(What to produce):
List each line of the data that holds the string "below".

Start of Materials provided

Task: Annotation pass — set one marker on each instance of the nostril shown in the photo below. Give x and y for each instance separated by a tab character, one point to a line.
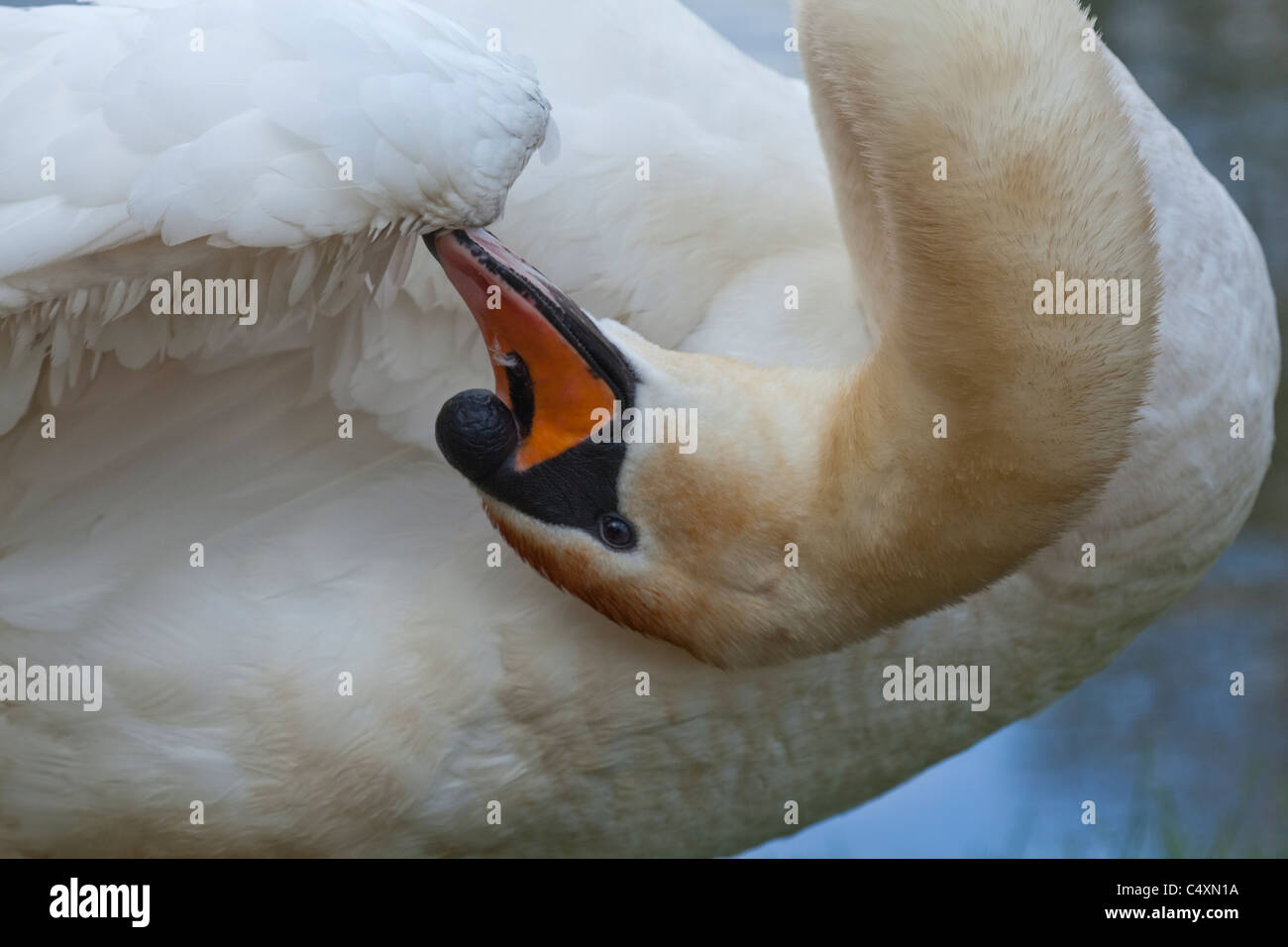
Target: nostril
477	433
430	239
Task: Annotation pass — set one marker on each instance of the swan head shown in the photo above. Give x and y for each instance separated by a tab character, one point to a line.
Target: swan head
820	506
664	488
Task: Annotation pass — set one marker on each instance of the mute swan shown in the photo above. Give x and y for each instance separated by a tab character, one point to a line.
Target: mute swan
475	685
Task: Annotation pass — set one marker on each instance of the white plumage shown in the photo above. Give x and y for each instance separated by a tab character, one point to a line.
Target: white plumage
369	556
300	144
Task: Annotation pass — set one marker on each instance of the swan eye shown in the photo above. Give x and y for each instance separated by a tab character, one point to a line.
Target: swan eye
616	531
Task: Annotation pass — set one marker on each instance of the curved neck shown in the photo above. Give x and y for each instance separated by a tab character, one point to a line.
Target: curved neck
971	158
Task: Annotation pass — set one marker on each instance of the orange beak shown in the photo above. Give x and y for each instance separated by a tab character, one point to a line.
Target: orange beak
552	365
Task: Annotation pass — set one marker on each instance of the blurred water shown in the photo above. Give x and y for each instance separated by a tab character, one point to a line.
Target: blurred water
1176	766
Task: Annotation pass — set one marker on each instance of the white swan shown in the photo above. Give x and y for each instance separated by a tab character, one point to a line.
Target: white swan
475	684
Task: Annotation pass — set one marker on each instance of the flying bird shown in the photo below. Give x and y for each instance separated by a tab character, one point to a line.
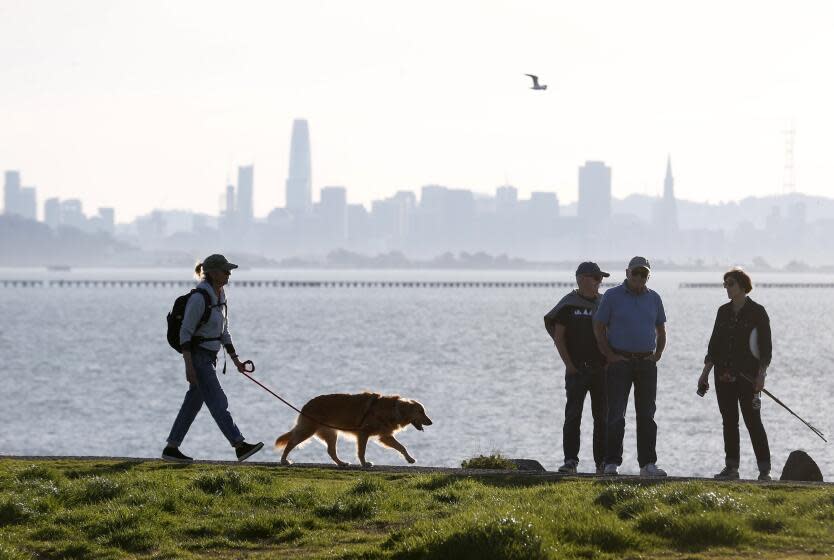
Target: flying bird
536	82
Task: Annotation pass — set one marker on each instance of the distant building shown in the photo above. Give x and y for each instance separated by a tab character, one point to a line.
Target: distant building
333	208
299	186
594	207
245	191
666	210
28	203
543	206
107	216
11	193
506	199
72	214
52	212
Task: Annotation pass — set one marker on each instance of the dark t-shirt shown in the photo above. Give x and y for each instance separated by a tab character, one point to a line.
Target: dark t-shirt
579	335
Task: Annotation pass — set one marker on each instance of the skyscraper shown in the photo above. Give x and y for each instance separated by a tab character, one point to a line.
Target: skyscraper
299	181
52	212
245	189
594	208
11	193
27	205
666	210
333	208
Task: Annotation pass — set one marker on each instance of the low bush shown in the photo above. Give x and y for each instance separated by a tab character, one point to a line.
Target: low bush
495	461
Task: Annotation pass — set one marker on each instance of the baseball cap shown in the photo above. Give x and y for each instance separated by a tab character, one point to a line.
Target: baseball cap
589	267
639	262
217	262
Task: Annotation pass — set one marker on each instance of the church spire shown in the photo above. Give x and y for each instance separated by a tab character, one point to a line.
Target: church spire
669	182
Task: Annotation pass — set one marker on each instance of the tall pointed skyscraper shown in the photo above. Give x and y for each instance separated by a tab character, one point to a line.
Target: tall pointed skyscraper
300	181
666	211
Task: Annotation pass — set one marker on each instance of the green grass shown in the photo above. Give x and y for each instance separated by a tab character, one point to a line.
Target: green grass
110	509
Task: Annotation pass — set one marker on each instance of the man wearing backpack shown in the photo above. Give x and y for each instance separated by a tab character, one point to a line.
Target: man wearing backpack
201	334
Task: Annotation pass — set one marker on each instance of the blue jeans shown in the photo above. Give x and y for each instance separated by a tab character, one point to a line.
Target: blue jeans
578	385
619	378
208	390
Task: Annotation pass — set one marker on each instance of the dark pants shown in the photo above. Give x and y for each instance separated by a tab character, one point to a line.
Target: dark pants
207	390
732	396
619	378
578	385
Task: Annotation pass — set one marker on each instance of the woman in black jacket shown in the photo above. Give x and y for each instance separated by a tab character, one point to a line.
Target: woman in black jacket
739	372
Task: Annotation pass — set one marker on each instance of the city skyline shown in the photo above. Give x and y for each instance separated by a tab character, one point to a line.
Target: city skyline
95	110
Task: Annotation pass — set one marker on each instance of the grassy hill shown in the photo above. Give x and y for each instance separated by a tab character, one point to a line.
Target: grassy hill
131	509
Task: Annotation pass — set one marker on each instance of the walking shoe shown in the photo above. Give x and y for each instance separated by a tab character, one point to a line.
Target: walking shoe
173	455
245	450
727	473
568	468
652	470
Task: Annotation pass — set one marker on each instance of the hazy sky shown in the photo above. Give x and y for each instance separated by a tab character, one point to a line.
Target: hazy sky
147	104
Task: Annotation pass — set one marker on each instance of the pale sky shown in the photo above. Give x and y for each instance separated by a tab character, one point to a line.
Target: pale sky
146	104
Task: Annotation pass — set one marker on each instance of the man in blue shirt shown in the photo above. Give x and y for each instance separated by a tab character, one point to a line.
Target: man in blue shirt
630	328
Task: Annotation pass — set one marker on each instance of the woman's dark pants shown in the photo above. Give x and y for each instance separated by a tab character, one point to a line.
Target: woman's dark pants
619	377
578	385
732	396
207	390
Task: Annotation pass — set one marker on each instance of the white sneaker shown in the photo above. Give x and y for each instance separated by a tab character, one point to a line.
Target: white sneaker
652	470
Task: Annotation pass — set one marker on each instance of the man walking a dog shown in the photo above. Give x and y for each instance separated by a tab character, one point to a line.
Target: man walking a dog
570	326
630	328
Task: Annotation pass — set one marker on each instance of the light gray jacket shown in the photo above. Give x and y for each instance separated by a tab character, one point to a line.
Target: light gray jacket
216	326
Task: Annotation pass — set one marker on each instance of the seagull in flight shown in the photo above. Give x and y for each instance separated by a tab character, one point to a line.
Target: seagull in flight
536	82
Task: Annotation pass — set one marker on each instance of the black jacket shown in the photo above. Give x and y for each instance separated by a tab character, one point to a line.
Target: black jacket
729	345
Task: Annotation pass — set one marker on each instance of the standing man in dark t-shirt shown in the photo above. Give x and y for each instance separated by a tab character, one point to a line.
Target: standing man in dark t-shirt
570	326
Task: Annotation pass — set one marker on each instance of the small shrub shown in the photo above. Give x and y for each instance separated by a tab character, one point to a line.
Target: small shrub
223	482
495	461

End of Materials provided

(Reply):
Task: Annotation pass — set one marker on each instance of the nostril shown in the photo below. Give x and y for each instance separated by a tab character, one point to a line.
Task: Annotation pass — set one marker on each instance of the flying bird shown in the photo below. Give x and y for each instance separated by a tab character, one point to a line.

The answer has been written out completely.